▸ Excerpt provided:
------------------------------------------------------------

It Pays for the Extractives Industry to Consider Social Benefits

“There’s something like $25 billion worth of mining projects tied up or stopped by local communities’ opposition to extractive activities,” Mark Cutifani, chief executive officer of Anglo American Plc, said in recent a Bloomberg interview. This represents 31% of new investments in the entire mining industry in 2015 – investments that cannot make a profit for companies or support long term mining communities.

Traditionally, companies in the extractive sector have taken a band-aid approach to community relations in order to secure a “social license to operate;” the company builds a soccer field, a school, or a hospital and this allows for a temporary “rest” among local community members. However, as FSG’s research has shown, these efforts do not build a lasting positive relationship between companies and communities, and tensions resume on a regular basis.

For the Las Bambas copper project in Peru, Glencore built “six-bedroom houses, a bull ring and a soccer pitch atop a 4000-meter (13,000-foot) mountain” to secure their “social license to operate.” Yet, because of the way mining companies and communities have usually operated, it is almost certain that these costly requests will continue to come from surrounding communities for the duration of the project, which can last for decades.

To change the conversation between corporations and communities, FSG helped develop a management principle called shared value, which seeks opportunities for business growth while solving social problems. These opportunities could decrease the company’s costs of operation, increase revenue or enhance productivity while addressing social problems, such as environmental degradation, youth unemployment or certain health issues.

------------------------------------------------------------

▸ Task instructions:
A: Answer these questions about the article on social benefits in the extractives industry:
(i) What share of the mining industry's new investments in 2015 does the $25 billion figure represent?
(ii) Which company built housing, a bull ring and a soccer pitch for the Las Bambas copper project in Peru?
(iii) What management principle did FSG help develop?
B: Pick up the article on social benefits in the extractives industry after its last sentence and keep writing.

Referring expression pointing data
------------------------------------------------------------

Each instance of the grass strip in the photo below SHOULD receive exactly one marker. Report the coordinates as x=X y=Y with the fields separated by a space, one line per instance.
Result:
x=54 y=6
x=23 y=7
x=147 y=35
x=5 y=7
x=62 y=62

------------------------------------------------------------

▸ Responses for each task:
A:
(i) 31%
(ii) Glencore
(iii) Shared value

B:
There are typically 3 types of activities that can be described as shared value:

  1. Reconceiving products and markets. Consider Pacific Rubiales that is recycling water used in oil extraction process for agricultural purposes. The company estimates that it will save about $400M over the lifetime of the project and will create approximately 2000 jobs.
  2. Redefining productivity in value chains. BHP Billiton has invested in building capabilities among local suppliers, estimating the gains to $121M by leveraging this new source of labor. As for local suppliers, they have earned an estimated $400M and employ 5000 people.
  3. Creating an environment that supports the business. AngloGold Ashanti focused on reducing the incidence of malaria in the local community, dramatically reducing the number of employees taking sick leave from 7500 to 90 per month. As a society, the burden of the disease dropped 72% over two years.

As FSG recommends in its report on shared value in the extractive industry, these companies have been able to successfully lead shared value strategies through 4 key factors:

  1. Taking a long term view rather than a quick fix approach, both to solve social issues and generate business opportunities.
  2. Demonstrating leadership within the company by defining a shared value strategy, changing the organizational mindset and motivating talent.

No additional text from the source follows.